### [WHAT IS NEEDED]
Print the line that contains "Identify each instance of the plant" and every line after it through the last line of the records below, exactly as written and nothing else.
:: DATA SUPPLIED
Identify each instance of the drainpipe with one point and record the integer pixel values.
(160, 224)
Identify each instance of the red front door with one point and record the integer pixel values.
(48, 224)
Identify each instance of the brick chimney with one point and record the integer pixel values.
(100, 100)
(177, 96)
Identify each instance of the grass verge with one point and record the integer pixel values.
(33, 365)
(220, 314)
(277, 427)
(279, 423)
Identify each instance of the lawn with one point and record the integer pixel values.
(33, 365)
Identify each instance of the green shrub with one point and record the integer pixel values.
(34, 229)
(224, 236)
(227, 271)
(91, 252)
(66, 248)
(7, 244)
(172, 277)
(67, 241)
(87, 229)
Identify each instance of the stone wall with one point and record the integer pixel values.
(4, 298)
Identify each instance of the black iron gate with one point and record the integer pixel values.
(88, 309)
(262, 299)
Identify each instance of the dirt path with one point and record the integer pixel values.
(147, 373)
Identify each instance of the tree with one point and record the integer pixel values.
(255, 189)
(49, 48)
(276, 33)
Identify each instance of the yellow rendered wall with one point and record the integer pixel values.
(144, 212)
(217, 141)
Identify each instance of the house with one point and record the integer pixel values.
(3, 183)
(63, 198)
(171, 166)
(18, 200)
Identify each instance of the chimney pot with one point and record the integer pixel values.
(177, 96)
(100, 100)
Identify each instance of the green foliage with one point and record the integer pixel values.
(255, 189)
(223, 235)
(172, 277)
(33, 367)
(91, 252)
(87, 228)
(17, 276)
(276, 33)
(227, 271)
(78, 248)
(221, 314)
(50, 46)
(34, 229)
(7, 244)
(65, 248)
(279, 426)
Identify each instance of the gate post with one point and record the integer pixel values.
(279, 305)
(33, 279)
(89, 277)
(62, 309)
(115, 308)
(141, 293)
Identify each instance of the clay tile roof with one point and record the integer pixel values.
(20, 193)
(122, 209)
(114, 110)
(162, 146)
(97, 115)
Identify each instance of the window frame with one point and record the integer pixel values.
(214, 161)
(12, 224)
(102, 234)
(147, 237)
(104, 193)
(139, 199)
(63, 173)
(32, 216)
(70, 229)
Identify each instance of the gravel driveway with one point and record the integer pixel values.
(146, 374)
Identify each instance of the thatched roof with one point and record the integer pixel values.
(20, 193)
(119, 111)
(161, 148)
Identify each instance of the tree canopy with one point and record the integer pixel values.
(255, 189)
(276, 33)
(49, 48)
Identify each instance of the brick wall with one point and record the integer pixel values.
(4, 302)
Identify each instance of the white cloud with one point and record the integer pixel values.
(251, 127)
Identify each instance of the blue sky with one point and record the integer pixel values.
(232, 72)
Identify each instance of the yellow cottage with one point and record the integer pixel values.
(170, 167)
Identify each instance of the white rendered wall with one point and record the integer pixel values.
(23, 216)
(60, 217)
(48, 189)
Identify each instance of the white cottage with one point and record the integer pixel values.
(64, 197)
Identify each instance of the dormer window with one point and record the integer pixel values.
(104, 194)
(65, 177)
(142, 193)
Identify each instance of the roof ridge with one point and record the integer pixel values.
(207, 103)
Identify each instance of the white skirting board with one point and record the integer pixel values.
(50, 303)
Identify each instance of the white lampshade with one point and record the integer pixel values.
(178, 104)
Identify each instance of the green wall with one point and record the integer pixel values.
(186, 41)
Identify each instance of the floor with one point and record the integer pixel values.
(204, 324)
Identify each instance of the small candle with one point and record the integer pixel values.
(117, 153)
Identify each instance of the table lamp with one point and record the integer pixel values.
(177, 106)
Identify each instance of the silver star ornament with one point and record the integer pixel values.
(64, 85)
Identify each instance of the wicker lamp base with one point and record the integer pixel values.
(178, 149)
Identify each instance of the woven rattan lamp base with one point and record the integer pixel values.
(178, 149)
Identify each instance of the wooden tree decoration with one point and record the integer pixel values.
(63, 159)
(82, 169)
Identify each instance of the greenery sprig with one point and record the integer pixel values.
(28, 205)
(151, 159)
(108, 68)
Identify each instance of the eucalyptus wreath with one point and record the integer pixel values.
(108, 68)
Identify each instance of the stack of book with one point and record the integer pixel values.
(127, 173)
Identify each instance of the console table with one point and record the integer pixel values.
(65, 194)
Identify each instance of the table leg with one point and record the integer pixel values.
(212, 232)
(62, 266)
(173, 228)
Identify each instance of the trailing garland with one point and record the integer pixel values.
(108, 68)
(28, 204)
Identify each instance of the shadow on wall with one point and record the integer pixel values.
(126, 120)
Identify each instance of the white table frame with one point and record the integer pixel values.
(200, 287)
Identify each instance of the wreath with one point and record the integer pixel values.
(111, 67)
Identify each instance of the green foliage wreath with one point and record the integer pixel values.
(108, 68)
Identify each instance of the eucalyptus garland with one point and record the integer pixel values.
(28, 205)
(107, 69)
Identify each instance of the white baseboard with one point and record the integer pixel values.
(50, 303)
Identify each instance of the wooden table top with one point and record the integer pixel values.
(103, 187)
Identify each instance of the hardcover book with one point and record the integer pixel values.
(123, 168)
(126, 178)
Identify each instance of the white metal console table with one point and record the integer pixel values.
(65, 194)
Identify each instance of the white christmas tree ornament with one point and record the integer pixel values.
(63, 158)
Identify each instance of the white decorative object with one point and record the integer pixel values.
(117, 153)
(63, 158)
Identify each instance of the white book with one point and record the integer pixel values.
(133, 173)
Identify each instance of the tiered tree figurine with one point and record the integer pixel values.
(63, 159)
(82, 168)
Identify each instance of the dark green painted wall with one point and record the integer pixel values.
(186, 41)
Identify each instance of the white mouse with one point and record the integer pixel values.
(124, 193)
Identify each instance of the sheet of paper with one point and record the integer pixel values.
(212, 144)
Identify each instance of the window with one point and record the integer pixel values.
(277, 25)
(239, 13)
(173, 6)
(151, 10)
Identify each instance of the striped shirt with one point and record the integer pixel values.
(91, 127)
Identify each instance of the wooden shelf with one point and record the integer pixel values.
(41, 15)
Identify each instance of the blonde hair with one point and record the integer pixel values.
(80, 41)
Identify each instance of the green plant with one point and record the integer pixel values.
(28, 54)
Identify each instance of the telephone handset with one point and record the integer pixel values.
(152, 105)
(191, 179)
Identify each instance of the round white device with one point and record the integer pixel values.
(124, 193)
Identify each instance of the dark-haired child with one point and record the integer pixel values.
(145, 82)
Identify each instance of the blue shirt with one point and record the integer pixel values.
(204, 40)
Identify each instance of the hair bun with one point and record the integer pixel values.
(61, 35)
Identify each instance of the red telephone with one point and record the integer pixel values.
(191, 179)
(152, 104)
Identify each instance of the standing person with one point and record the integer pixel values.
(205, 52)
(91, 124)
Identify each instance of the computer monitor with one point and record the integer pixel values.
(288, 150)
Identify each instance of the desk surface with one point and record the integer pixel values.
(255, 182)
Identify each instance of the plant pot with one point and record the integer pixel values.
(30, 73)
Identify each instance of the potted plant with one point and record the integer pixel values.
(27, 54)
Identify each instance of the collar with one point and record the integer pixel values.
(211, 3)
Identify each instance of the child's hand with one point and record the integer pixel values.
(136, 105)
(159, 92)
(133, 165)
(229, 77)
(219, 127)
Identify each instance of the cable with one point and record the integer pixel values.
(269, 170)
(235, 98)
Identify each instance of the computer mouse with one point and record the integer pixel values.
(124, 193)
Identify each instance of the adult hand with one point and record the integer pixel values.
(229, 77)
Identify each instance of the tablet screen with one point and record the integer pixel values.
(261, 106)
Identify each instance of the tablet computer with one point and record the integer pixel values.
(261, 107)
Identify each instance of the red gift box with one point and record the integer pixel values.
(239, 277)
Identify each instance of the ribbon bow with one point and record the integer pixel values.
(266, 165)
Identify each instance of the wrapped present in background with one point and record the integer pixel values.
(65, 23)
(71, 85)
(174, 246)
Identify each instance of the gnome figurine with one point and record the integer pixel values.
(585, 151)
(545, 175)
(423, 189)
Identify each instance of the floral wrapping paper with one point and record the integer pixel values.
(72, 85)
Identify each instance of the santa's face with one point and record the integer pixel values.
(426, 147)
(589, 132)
::::
### [RESULT OF THE TASK]
Identify each instance of the plant pot with one point and record the integer pixel values.
(30, 73)
Identify each instance of the potted plant with one point and record the integer pixel values.
(27, 54)
Identify each instance of the collar with one point and record the integer pixel values.
(211, 3)
Identify each instance of the child's hand with one point and record the integer pixel values.
(136, 105)
(159, 92)
(133, 165)
(229, 77)
(219, 127)
Identify each instance of the cable with one point and record the integer pixel values.
(269, 170)
(235, 98)
Identify each instance of the computer mouse with one point and record the integer pixel values.
(124, 193)
Identify each instance of the adult hand with one point and record the integer pixel values.
(229, 77)
Identify each instance of the tablet screen with one point and record the integer pixel values.
(261, 106)
Identify each instance of the tablet computer with one point and record the integer pixel values.
(261, 107)
Identify each instance of the red gift box with one point and record the integer pixel values.
(239, 277)
Identify each instance of the ribbon bow with one point and record the integer pixel values.
(266, 165)
Identify each instance of the wrapped present in background with one point and record the integer pixel values.
(65, 23)
(71, 85)
(174, 246)
Identify each instance of the gnome figurine with one point and record the integer pixel values.
(585, 151)
(545, 175)
(423, 189)
Identify each instance of the floral wrapping paper with one point and record the integer pixel values.
(72, 85)
Identify each instance of the santa's face with one point and record the integer pixel values.
(426, 147)
(589, 132)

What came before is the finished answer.